Texto
::::

Tuesday, February 26, 2019

Neuzo fez 30 anos

Viena (quem espera, sempre alcança)

No dia 23 de junho de 2018 o Neuzo, meu Trabant ou Trabi para os íntimos, completou 30 anos. Fazem mais de três décadas que ele deixou a fábrica de Zwickau na Saxônia e saiu por aí enfeitando o mundo. É agora considerado um carro clássico. Um placa preta no Brasil ou um Oldtimer aqui na Europa. Ainda não tomei as providências para registrá-lo assim, mas tomarei. Um dia.

O Trabant é aquele carrinho icônico da Alemanha Oriental, um dos símbolos daquela época difícil dos irmãos do Leste. Algumas famílias esperavam meses, até mais de um ano na fila pra conseguir comprar um desses. E pagavam caro, muito caro. Era artigo de luxo, apesar do carro em si não ter luxo algum. Por coincidência, o meu Trabi é do modelo "601 De Luxe" que de luxuoso mesmo só a capa do encosto de cabeça feita de um tipo de veludo. Costumo dizer que é o "Winter Pakett", ou "opcional de inverno" em português.

Um carrinho assim desperta emoções e faz os corações baterem mais rápido por onde passa. Especialmente em Viena, capital da Áustria, colada no Leste Europeu. A presença de muitos polacos, tchecos, eslovacos, eslovenos, croatas, romenos, húngaros e, por que não, alemães nascidos no lado oriental faz com que o Neuzo chame mais a atenção nas ruas do que um Porsche 911 Targa último tipo. Em menos de uma hora de carro ou trem chega-se em Bratislava, atual capital da Eslováquia, antiga Tchecoslováquia. Basta pegar um barco no Donaukanal e deixá-lo seguir a correnteza pelo Danúbio e chegamos lá.

Hoje mesmo saí pra dar umas bandas lá no 22, o 22° distrito de Viena que é o maior da cidade correspondendo por 25% da área. Fui levar um panelão usado pra transportar a feijoada do meu aniversário. A Cléa fez sob encomenda e foi um sucesso. O conjunto de prédios onde ela mora está em reforma. A construção civil aqui é composta basicamente por cidadãos do leste europeu e turcos. Quando me viram de longe ficaram parados só observando o Neuzo vindo vagarosamente pela rua com sorrisos nos rostos emocionados. Me senti numa Ferrari zero desfilando em Monte Carlo. Desci do carro e dois caras já chegaram elogiando dizendo que era um "cooles Auto" ou seja, um carro bacana. Perguntaram o ano de fabricação e outros detalhes.

Por onde passa o Neuzo desperta reações. Seja um jóia tímido, um sorriso maroto, um pescoço virado, tchauzinhos das crianças nos outros carros e mesmo inspeções minuciosas de curiosos e admiradores quando o carro está estacionado. Nunca me perguntaram se eu venderia. "Por dinheiro nenhum do mundo" seria a resposta, na ponta da língua.

::::

Tarefa proposta
Prossiga o texto sobre o Trabant chamado Neuzo a partir do ponto em que ele se encerra. A listagem que vem em seguida não tem relação alguma com o texto.

(Listagem de indicação de objetos em fotos)
::::

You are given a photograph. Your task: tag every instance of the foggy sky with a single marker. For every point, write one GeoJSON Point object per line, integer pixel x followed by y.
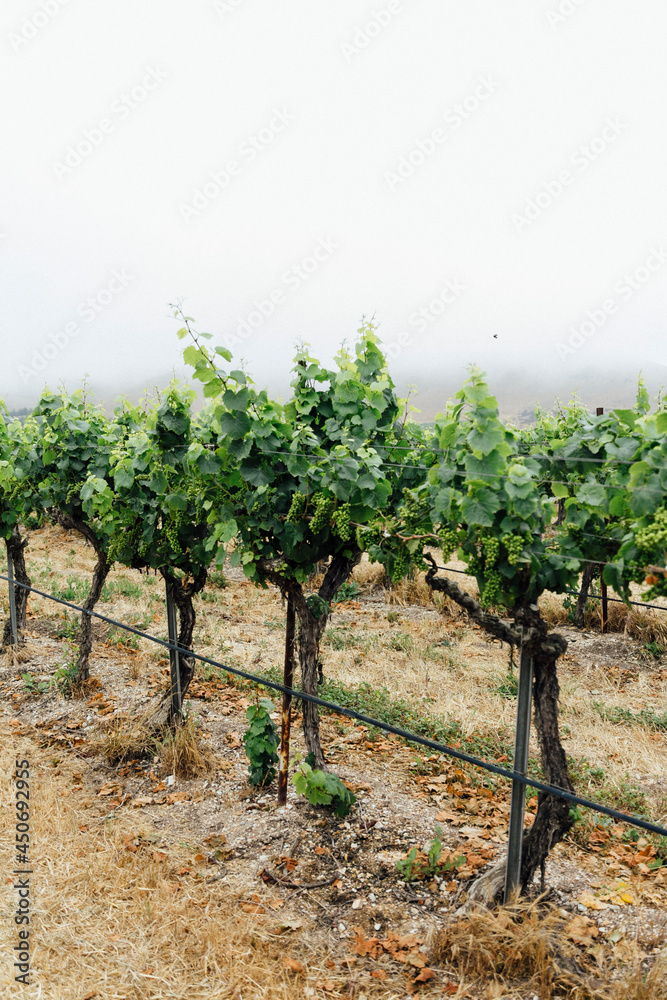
{"type": "Point", "coordinates": [459, 170]}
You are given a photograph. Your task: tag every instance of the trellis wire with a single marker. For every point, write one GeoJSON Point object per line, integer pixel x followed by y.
{"type": "Point", "coordinates": [351, 713]}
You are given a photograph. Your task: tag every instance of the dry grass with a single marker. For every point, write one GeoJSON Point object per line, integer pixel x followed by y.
{"type": "Point", "coordinates": [437, 661]}
{"type": "Point", "coordinates": [526, 946]}
{"type": "Point", "coordinates": [182, 752]}
{"type": "Point", "coordinates": [643, 624]}
{"type": "Point", "coordinates": [107, 922]}
{"type": "Point", "coordinates": [16, 656]}
{"type": "Point", "coordinates": [127, 739]}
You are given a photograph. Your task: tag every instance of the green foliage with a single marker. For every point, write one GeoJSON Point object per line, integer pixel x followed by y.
{"type": "Point", "coordinates": [66, 678]}
{"type": "Point", "coordinates": [348, 591]}
{"type": "Point", "coordinates": [295, 483]}
{"type": "Point", "coordinates": [261, 740]}
{"type": "Point", "coordinates": [33, 687]}
{"type": "Point", "coordinates": [323, 789]}
{"type": "Point", "coordinates": [417, 866]}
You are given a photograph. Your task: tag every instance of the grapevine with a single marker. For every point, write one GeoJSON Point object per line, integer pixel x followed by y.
{"type": "Point", "coordinates": [297, 507]}
{"type": "Point", "coordinates": [322, 515]}
{"type": "Point", "coordinates": [341, 522]}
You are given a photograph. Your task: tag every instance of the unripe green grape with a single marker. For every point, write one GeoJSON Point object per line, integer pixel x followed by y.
{"type": "Point", "coordinates": [297, 508]}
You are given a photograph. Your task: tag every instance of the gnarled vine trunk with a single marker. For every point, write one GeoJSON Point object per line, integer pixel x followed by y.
{"type": "Point", "coordinates": [183, 596]}
{"type": "Point", "coordinates": [552, 821]}
{"type": "Point", "coordinates": [311, 629]}
{"type": "Point", "coordinates": [100, 573]}
{"type": "Point", "coordinates": [16, 545]}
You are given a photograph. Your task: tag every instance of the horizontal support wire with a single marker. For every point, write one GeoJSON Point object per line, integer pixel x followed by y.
{"type": "Point", "coordinates": [575, 593]}
{"type": "Point", "coordinates": [350, 713]}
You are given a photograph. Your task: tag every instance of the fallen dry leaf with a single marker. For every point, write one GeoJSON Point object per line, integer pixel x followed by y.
{"type": "Point", "coordinates": [293, 965]}
{"type": "Point", "coordinates": [581, 930]}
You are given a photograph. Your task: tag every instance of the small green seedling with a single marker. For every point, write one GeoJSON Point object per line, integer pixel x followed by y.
{"type": "Point", "coordinates": [323, 789]}
{"type": "Point", "coordinates": [261, 740]}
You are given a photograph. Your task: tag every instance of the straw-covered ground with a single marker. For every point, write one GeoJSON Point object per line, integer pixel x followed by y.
{"type": "Point", "coordinates": [158, 871]}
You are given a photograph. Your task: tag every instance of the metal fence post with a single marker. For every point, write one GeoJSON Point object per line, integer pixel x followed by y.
{"type": "Point", "coordinates": [605, 605]}
{"type": "Point", "coordinates": [287, 704]}
{"type": "Point", "coordinates": [12, 601]}
{"type": "Point", "coordinates": [174, 655]}
{"type": "Point", "coordinates": [522, 739]}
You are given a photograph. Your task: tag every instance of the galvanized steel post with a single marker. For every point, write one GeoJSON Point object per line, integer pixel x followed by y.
{"type": "Point", "coordinates": [522, 739]}
{"type": "Point", "coordinates": [287, 704]}
{"type": "Point", "coordinates": [174, 656]}
{"type": "Point", "coordinates": [12, 601]}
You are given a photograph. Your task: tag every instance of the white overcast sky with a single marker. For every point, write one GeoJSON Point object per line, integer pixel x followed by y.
{"type": "Point", "coordinates": [536, 211]}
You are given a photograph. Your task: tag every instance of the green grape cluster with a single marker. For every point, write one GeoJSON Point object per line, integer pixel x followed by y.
{"type": "Point", "coordinates": [341, 522]}
{"type": "Point", "coordinates": [449, 541]}
{"type": "Point", "coordinates": [514, 546]}
{"type": "Point", "coordinates": [413, 511]}
{"type": "Point", "coordinates": [400, 565]}
{"type": "Point", "coordinates": [322, 514]}
{"type": "Point", "coordinates": [196, 499]}
{"type": "Point", "coordinates": [73, 492]}
{"type": "Point", "coordinates": [372, 534]}
{"type": "Point", "coordinates": [491, 591]}
{"type": "Point", "coordinates": [297, 508]}
{"type": "Point", "coordinates": [653, 538]}
{"type": "Point", "coordinates": [171, 531]}
{"type": "Point", "coordinates": [491, 547]}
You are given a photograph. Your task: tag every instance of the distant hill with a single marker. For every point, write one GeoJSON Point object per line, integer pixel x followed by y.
{"type": "Point", "coordinates": [518, 390]}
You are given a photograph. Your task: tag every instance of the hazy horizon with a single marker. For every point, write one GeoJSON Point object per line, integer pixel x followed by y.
{"type": "Point", "coordinates": [487, 180]}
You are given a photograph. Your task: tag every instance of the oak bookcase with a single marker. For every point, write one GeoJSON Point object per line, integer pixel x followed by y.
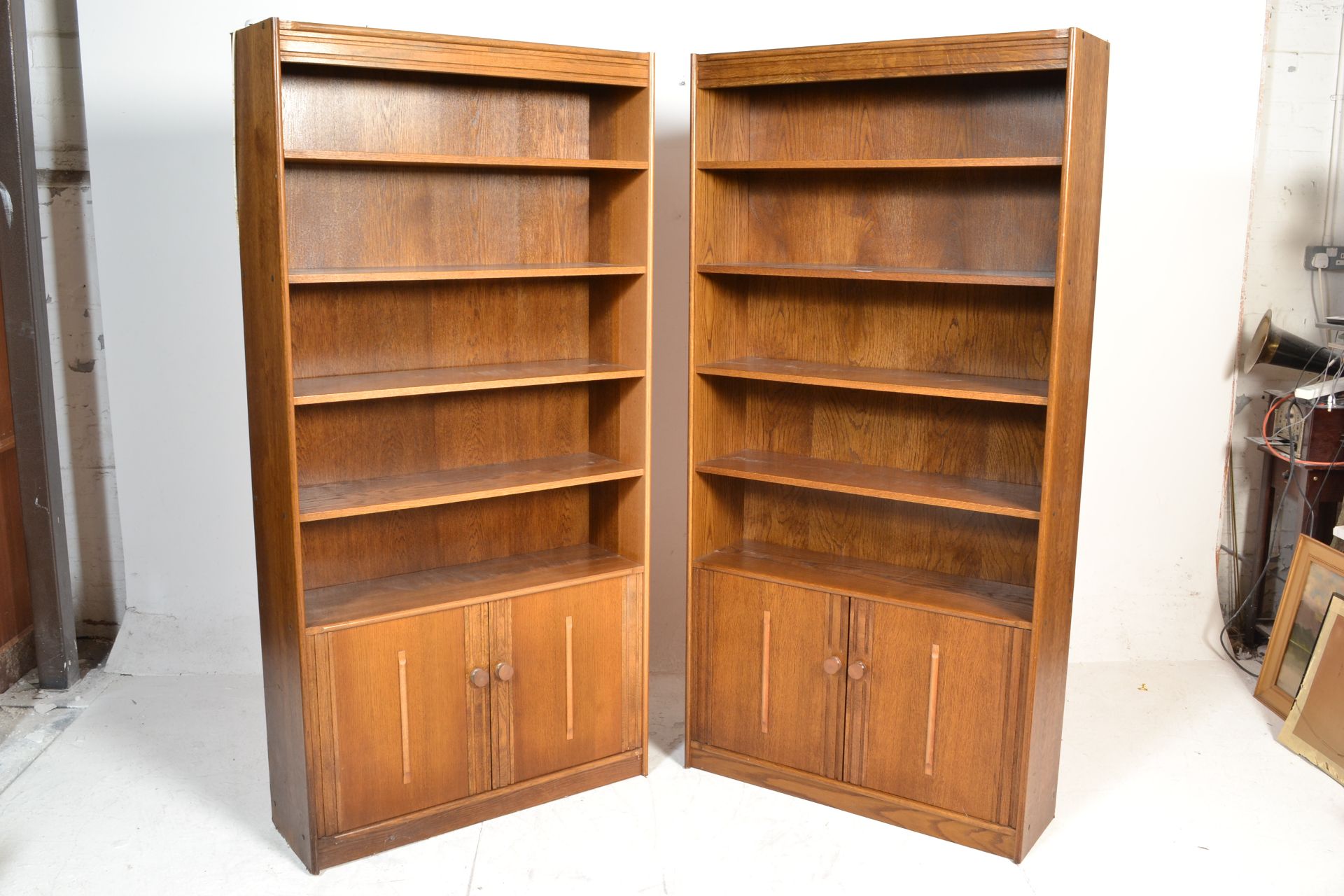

::::

Resposta
O Friedrich, meu mecânico vienense, tem uns 8 Trabis. Fora outros 40 ou 50 e tantos carros, a maioria Fuscas e Kombis. É um doido varrido acumulador e não um colecionador já que no máximo uns 10 carros desse total estão em bom estado. Ele vive quebrando meus galhos, fazendo inspeção anual, comprando pecas e trocando o que precisa ser consertado. Sempre cobrou só a mão de obra e o valor das pecas. Faz por que gosta e foi com a minha cara desde o início. Em 2017 importei um Fusca Itamar Série Ouro pra ele, vermelho Dakar. Uma beleza! Quer agora uma Kombi 1974, 75 ou 76. Não sei exatamente por que desses anos específicos.

Abaixo Neuzo e um dos Trabis do Friedrich. Acho que esse é um que ele comprou batido na Bavária com 3.800 KM. Uma raridade!


Desconfio que Friedrich seja herdeiro de uma rica família ou tenha ganho na loteria ou a esposa morreu num pavoroso acidente de lancha e ele embolsou o polpudo seguro de Vida. Não tem explicação um cara morar no 3° distrito, numa cobertura, com uma mega garagem pra mais de 20 carros e viver dos ganhos de sua oficina mecânica dedicada a consertar principalmente Fuscas e carros populares. Ele me convidou pra festa dos seus 50 anos, mas infelizmente eu tinha outro programa. Tenho certeza que foi uma noite memorável ao aroma de óleo dois tempos e muita conversa sobre quatro rodas.

Alguns dos carros da garagem do Friedrich no 3° distrito. Esse Karman Ghia tá sem estofamento e tapeçaria, mas a parte mecânica tá ok. Desde 2014 ele fala que vai terminar de restaurar...


Quando o Trabant fez 60 anos no dia 7 de novembro de 2017 a Deutsche Welle publicou esta reportagem especial. E no dia 30 de abril de 1991 o último Trabi foi fabricado. Segundo esta outra reportagem da DW "Exatamente 3.069.099 unidades foram fabricadas até as 14h51 do dia 30 de abril de 1991, quando a montadora Sachsenring encerrou a produção do lendário veículo.

Ele já foi chamado de "Porsche de plástico" por causa da carroceria e Duraplast que solta gases tóxicos quando pega fogo e não pode ser reciclada. Dizem que para se consertar um Trabi basta ter tesoura e cola em maos. E assim segue a história desse carinho carismático e amado pelo mundo.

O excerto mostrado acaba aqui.